WHAT IS REQUIRED ▸
Where a picture appears, skip it; print everything else in the records exactly as it stands.

RECORDS FOR THIS EXERCISE ▸
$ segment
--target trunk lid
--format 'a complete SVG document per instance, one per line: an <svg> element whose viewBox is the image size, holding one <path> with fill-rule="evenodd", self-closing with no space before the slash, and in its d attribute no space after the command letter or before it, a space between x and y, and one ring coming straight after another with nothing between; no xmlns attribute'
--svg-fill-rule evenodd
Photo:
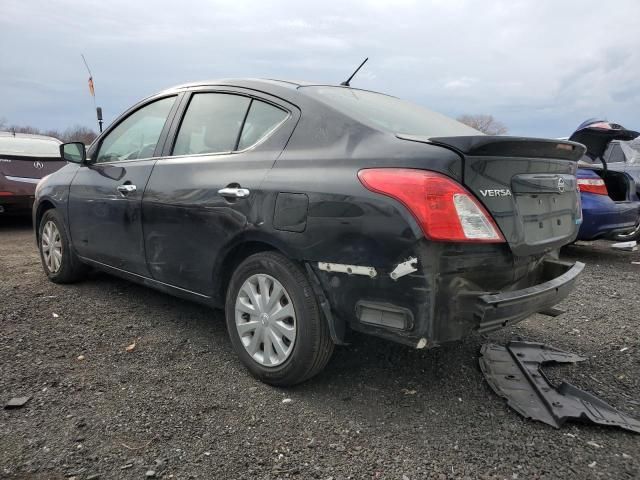
<svg viewBox="0 0 640 480"><path fill-rule="evenodd" d="M575 177L582 145L488 135L398 137L462 157L462 183L493 216L514 255L540 254L575 239L582 221Z"/></svg>
<svg viewBox="0 0 640 480"><path fill-rule="evenodd" d="M611 141L629 141L635 139L640 135L640 133L638 132L627 130L626 128L617 124L600 122L596 123L596 125L601 126L597 127L587 125L583 128L578 128L578 130L573 132L569 137L569 140L571 140L572 142L578 142L587 147L586 153L592 159L602 158L607 149L607 146Z"/></svg>

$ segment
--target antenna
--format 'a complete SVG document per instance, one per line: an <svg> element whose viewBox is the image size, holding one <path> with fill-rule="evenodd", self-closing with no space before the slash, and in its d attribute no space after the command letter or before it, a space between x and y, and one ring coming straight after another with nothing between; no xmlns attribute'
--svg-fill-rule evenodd
<svg viewBox="0 0 640 480"><path fill-rule="evenodd" d="M367 60L369 60L369 57L365 58L365 59L364 59L364 61L360 64L360 66L359 66L358 68L356 68L356 71L355 71L355 72L353 72L353 73L351 74L351 76L350 76L350 77L349 77L345 82L342 82L340 85L342 85L343 87L350 87L351 85L349 84L349 82L351 81L351 79L352 79L353 77L355 77L355 76L356 76L356 73L358 73L358 71L360 71L360 69L362 68L362 66L363 66L365 63L367 63Z"/></svg>

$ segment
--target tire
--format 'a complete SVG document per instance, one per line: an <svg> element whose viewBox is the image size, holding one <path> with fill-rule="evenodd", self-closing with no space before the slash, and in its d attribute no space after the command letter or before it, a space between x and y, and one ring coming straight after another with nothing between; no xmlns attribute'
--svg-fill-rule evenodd
<svg viewBox="0 0 640 480"><path fill-rule="evenodd" d="M47 247L59 245L59 256ZM81 263L71 248L69 235L62 216L56 209L44 212L38 225L38 250L45 274L54 283L73 283L81 280L88 267ZM57 261L55 258L57 257Z"/></svg>
<svg viewBox="0 0 640 480"><path fill-rule="evenodd" d="M276 293L280 287L282 294ZM251 288L258 300L248 295ZM260 304L260 299L267 302L263 290L269 293L269 303L275 302L271 308ZM279 253L257 253L244 260L233 272L225 307L234 350L249 372L265 383L287 387L304 382L331 358L334 344L311 284L298 265Z"/></svg>

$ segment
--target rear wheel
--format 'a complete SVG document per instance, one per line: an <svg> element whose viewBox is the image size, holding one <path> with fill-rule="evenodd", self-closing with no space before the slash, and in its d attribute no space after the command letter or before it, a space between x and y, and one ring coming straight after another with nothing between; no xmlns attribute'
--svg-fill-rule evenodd
<svg viewBox="0 0 640 480"><path fill-rule="evenodd" d="M44 272L52 282L76 282L88 270L71 249L64 221L55 209L47 210L40 220L38 248Z"/></svg>
<svg viewBox="0 0 640 480"><path fill-rule="evenodd" d="M250 256L233 273L226 299L227 329L252 375L278 386L319 373L333 342L302 269L286 257Z"/></svg>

SOLUTION FOR THIS PROBLEM ▸
$ segment
--target trunk lid
--format 'a complete SVG document per instance, one per line: an <svg> element whose viewBox is the image size, holding one <path> with fill-rule="evenodd", self-closing with no space before the slash, and in its d attribute no space after the command letter or before it, a space between x and y, and one ring coming straight after another with nothing between; no xmlns attribute'
--svg-fill-rule evenodd
Photo:
<svg viewBox="0 0 640 480"><path fill-rule="evenodd" d="M575 177L582 145L488 135L398 137L462 157L462 183L493 216L514 255L540 254L575 239L582 221Z"/></svg>
<svg viewBox="0 0 640 480"><path fill-rule="evenodd" d="M611 141L629 141L635 139L640 135L640 133L638 132L627 130L626 128L617 124L600 122L596 123L596 125L601 126L597 127L587 125L583 128L578 128L578 130L573 132L569 137L569 140L571 140L572 142L578 142L587 147L586 153L592 159L602 158L607 149L607 146Z"/></svg>

$ segment
--target antenna
--format 'a complete SVG document per instance, one per line: an <svg> element whose viewBox is the image size, holding one <path> with fill-rule="evenodd", self-closing with no space before the slash, and in its d attribute no space after the command letter or before it, a space between x and y, and one ring coming straight after another with nothing between; no xmlns attribute'
--svg-fill-rule evenodd
<svg viewBox="0 0 640 480"><path fill-rule="evenodd" d="M367 60L369 60L369 57L365 58L365 59L364 59L364 61L360 64L360 66L359 66L358 68L356 68L356 71L355 71L355 72L353 72L353 73L351 74L351 76L350 76L350 77L349 77L345 82L342 82L340 85L342 85L343 87L350 87L351 85L349 84L349 82L351 81L351 79L352 79L353 77L355 77L355 76L356 76L356 73L358 73L358 71L360 71L360 69L362 68L362 66L363 66L365 63L367 63Z"/></svg>

$ segment
--target tire
--format 'a complete SVG document per instance, one per line: an <svg> element whose viewBox is the image size, holding one <path> with fill-rule="evenodd", self-closing with no space before the slash, and in its d attribute no space after the command letter or before it, a space between x and y, and one ring coming straight after another with nothing between; no xmlns attribute'
--svg-fill-rule evenodd
<svg viewBox="0 0 640 480"><path fill-rule="evenodd" d="M47 247L59 245L59 256ZM81 263L71 248L69 235L62 216L56 209L44 212L38 225L38 250L45 274L54 283L73 283L81 280L88 267ZM57 261L55 258L57 257Z"/></svg>
<svg viewBox="0 0 640 480"><path fill-rule="evenodd" d="M276 293L280 287L282 294ZM251 288L258 300L248 295ZM260 304L260 299L267 302L263 290L269 293L269 303L275 302L271 308ZM279 253L257 253L244 260L233 272L225 307L234 350L249 372L265 383L287 387L304 382L331 358L334 344L311 284L298 265Z"/></svg>

$ segment
--target rear wheel
--format 'a complete SVG document per instance, one per line: an <svg> element whose viewBox is the image size, holding one <path> with fill-rule="evenodd", self-closing with no space before the slash, and in its d attribute no space after the command letter or before it, a space between x and y, and one ring coming straight after another with nothing between; no xmlns attribute'
--svg-fill-rule evenodd
<svg viewBox="0 0 640 480"><path fill-rule="evenodd" d="M44 272L52 282L76 282L88 270L71 249L64 221L55 209L47 210L40 220L38 248Z"/></svg>
<svg viewBox="0 0 640 480"><path fill-rule="evenodd" d="M250 256L233 273L226 299L227 329L252 375L278 386L319 373L333 342L302 269L286 257Z"/></svg>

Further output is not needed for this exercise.